- [提示テキスト]:
+++

私が医師になった理由 | 女医の国際精神保健

女医の国際精神保健

精神保健および公衆衛生を軸に、韓国、ロンドン、ジュネーブ、ニース、フィジー、赤道ギニア、東京、インド。
他にも、旅行、馬術、音楽、写真などについて記載しています。

「なんで医者になったの?」
よく聞かれる質問なので、ここにも書いてみます。

元来、(馬に乗っていたことなどもあり)私の希望は獣医になることでした。
野生動物の生態や、絶滅危惧種の保護などに関われたらいいなあと夢をみていました。

世界を舞台に仕事することにも漠然と憧れていました。
世界を舞台って国連機関とかかなあ?程度の漠然として、分かりやすいものしか思いつきませんでした。
スウェーデンに住んでいた経験、帰国子女としての経験も、影響しているかもしれません。

学校で「男女雇用機会均等法」 について学びました。
「どうやら、社会にでると、オトコとオンナの格差がありそうだぞ」
「でも、そんなことに、自分の選択や希望を邪魔されたくないぞ」
「そうだ、専門家ならオトコもオンナも関係ないかも?」

こんなことを考えながら、高校生の時に、獣医学部を調べ始めました。
しかし、進路などをみると、ペット関連や家畜関連、場合によっては動物園くらいしか勤務先が見当たりません。
野生動物関連は、獣医の仕事ではないのでしょうか?
今から思えば、獣医になって、アラスカでもケニアでも行ってしまえば良いのだとは思いますが、高校生の小さな脳みそでは、そこまで考えが及びませんでした。

でも、受験の季節もきたので、獣医学部を受験しました。
しかし、不合格となり、浪人することになりました。

「一年あるねえ。自分が何をしたいのか、よーく考えてみよう」
予備校に通うにあたり、同じ理系でも、行きたい学部によって少しずつコースが分かれています。
医学部、獣医学部、薬学部、国立、私立などなど。

「昨日自分が食べたものを覚えてるって不思議だなあ」
「手が動くのも不思議~」
と野生動物の次に興味があるのは、人体であるなあと考えるようになりました。

+++

- [課題 1]: 医師になった理由の文章では、筆者が元来なりたいと希望していた職業は何ですか。
- [課題 2]: 医師になった理由の文章のうち、「世界を舞台に仕事することにも漠然と憧れていました。」を含む語句で始まり「こんなことを考えながら、高校生の時に、獣医学部を調べ始めました。」で終わる部分を、一字も変えずに書き出してください。
- [課題 3]: 医師になった理由の文章を、最後の文の次から書き継いでください。

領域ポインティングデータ
+++

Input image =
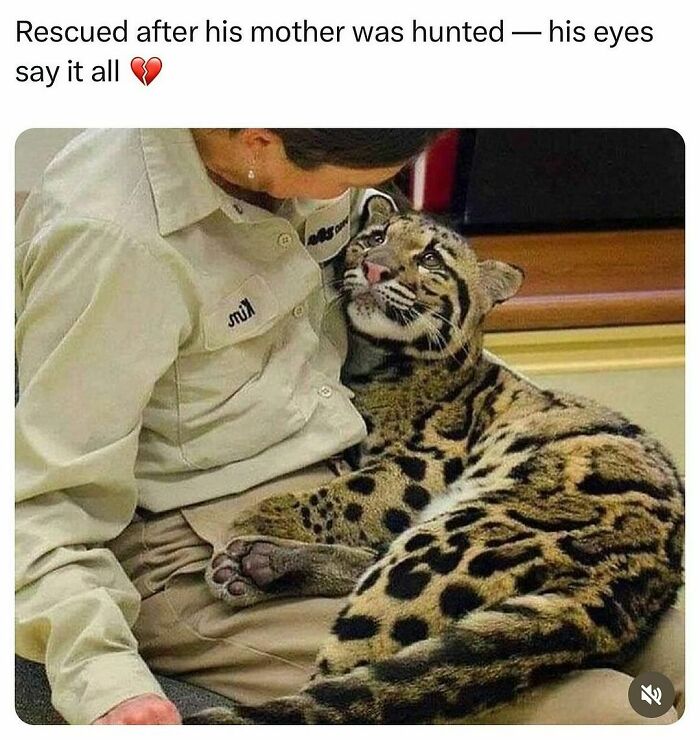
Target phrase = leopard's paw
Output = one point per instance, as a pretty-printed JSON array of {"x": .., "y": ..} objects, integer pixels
[{"x": 249, "y": 570}]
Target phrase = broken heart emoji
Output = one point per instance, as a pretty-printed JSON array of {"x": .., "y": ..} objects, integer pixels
[{"x": 146, "y": 71}]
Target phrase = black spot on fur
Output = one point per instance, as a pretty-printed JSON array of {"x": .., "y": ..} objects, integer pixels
[
  {"x": 488, "y": 562},
  {"x": 359, "y": 627},
  {"x": 404, "y": 583},
  {"x": 452, "y": 469},
  {"x": 554, "y": 523},
  {"x": 413, "y": 467},
  {"x": 608, "y": 615},
  {"x": 353, "y": 512},
  {"x": 369, "y": 580},
  {"x": 396, "y": 520},
  {"x": 409, "y": 630},
  {"x": 458, "y": 539},
  {"x": 532, "y": 579},
  {"x": 416, "y": 496},
  {"x": 456, "y": 601},
  {"x": 362, "y": 484}
]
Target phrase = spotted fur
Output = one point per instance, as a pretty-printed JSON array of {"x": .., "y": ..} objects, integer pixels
[{"x": 512, "y": 533}]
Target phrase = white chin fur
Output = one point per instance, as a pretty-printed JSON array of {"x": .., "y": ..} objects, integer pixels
[{"x": 369, "y": 319}]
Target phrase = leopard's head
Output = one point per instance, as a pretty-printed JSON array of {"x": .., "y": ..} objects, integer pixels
[{"x": 416, "y": 286}]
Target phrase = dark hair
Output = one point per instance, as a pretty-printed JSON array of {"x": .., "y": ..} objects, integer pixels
[{"x": 360, "y": 148}]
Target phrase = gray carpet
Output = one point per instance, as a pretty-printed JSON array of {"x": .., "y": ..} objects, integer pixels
[{"x": 33, "y": 695}]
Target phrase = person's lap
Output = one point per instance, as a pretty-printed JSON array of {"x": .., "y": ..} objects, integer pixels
[{"x": 268, "y": 650}]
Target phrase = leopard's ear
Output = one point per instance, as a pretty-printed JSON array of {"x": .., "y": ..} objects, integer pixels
[
  {"x": 500, "y": 280},
  {"x": 377, "y": 210}
]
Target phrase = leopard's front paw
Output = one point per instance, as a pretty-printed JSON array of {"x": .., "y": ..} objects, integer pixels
[{"x": 245, "y": 572}]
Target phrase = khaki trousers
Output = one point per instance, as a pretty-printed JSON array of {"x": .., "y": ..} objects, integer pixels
[{"x": 265, "y": 651}]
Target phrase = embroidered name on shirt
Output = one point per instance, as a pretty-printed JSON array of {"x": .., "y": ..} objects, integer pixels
[
  {"x": 326, "y": 233},
  {"x": 244, "y": 312}
]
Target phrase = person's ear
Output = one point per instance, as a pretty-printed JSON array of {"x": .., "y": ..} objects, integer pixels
[{"x": 377, "y": 210}]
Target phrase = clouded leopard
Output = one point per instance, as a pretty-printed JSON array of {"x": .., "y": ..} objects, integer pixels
[{"x": 493, "y": 534}]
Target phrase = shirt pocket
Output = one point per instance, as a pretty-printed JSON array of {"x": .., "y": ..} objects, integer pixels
[{"x": 229, "y": 406}]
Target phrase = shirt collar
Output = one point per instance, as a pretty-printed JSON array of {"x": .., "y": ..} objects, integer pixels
[{"x": 182, "y": 192}]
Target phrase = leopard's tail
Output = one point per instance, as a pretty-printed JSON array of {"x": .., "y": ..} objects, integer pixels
[{"x": 484, "y": 660}]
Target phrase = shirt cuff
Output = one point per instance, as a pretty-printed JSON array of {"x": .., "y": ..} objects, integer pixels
[{"x": 101, "y": 683}]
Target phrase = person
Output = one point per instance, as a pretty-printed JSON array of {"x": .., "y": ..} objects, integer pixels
[
  {"x": 179, "y": 346},
  {"x": 176, "y": 344}
]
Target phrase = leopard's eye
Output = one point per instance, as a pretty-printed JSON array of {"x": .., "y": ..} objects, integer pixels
[
  {"x": 430, "y": 259},
  {"x": 376, "y": 239}
]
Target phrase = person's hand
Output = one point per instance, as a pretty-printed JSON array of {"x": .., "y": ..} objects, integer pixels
[{"x": 147, "y": 709}]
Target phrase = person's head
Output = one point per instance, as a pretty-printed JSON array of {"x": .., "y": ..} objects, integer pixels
[{"x": 310, "y": 162}]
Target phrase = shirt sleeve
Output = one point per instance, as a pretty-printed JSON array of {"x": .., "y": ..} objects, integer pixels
[{"x": 99, "y": 320}]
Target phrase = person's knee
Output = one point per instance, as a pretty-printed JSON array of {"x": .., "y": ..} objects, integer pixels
[{"x": 595, "y": 696}]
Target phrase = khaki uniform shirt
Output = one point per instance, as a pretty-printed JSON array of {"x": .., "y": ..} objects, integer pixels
[{"x": 175, "y": 344}]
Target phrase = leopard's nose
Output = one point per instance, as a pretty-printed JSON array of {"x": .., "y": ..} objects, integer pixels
[{"x": 375, "y": 273}]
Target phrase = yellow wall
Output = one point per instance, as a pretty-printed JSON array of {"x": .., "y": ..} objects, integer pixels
[{"x": 636, "y": 370}]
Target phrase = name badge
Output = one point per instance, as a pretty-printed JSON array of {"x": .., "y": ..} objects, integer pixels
[
  {"x": 327, "y": 230},
  {"x": 243, "y": 314}
]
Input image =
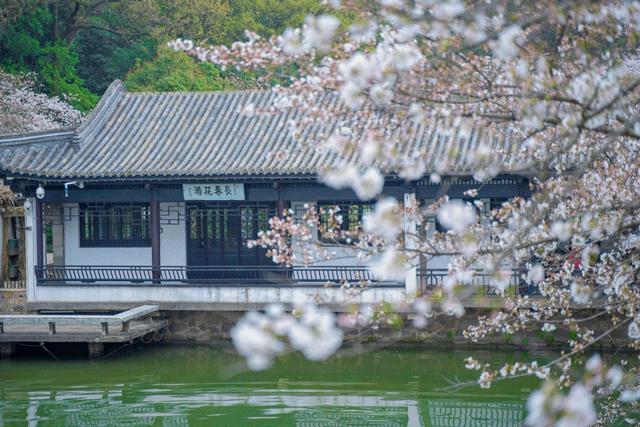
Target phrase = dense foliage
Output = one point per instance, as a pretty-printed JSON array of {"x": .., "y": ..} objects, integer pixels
[{"x": 76, "y": 48}]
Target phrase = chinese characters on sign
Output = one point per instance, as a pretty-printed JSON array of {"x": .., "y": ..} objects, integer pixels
[{"x": 213, "y": 191}]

+++

- [解答 1]: 獣医です。

- [解答 2]:
世界を舞台に仕事することにも漠然と憧れていました。
世界を舞台って国連機関とかかなあ?程度の漠然として、分かりやすいものしか思いつきませんでした。
スウェーデンに住んでいた経験、帰国子女としての経験も、影響しているかもしれません。

学校で「男女雇用機会均等法」 について学びました。
「どうやら、社会にでると、オトコとオンナの格差がありそうだぞ」
「でも、そんなことに、自分の選択や希望を邪魔されたくないぞ」
「そうだ、専門家ならオトコもオンナも関係ないかも?」

こんなことを考えながら、高校生の時に、獣医学部を調べ始めました。

- [解答 3]:
「医者なんて適当に仕事してるんじゃないか?説明もそこそこに薬くれるよ」
と、父が医療へ不信感をもらすこともありました。
「確かに、自分の体を誰かに任せるのって怖いなあ」

祖父は、医師でしたが、臨床ではなく、基礎医学を専門にしていて、生理学や公衆衛生に取り組んでいました。
「そうか、医者って言ってもいろんな仕事があるなあ」

「本を読むと、国連関連の仕事は、獣医の文字はあまりないけれど、医師の文字はあるなあ。確かに、人間が住んでるところは、どこでも医者が必要だなあ」
「よし!医学部目指してみよう!!」

と、こんな訳で、自分の興味、その可能性の広さ、不信感などから、医師の道を選びました。

その後、無事合格し、いろいろ悩みながら、無事医師として勤務しました。

実際なってみると、医師の社会的責任の重さ、専門性の高さ、などに圧倒されることも多いですが、実際の勉学が誰かの人生に役に立っていると実感できるのは本当に嬉しいです。
医者になってからの方が勉強していると思います。

また、いわゆる資格職のため、育児など様々な理由で最前線を離れても、また仕事に戻れるのは非常に大きな自由を与えてくれます。

そして、何より、この広い医学の世界はどこまで行っても探究心を保つことができ、本当に楽しく仕事に向うことができます。
医者になって、本当に良かったです。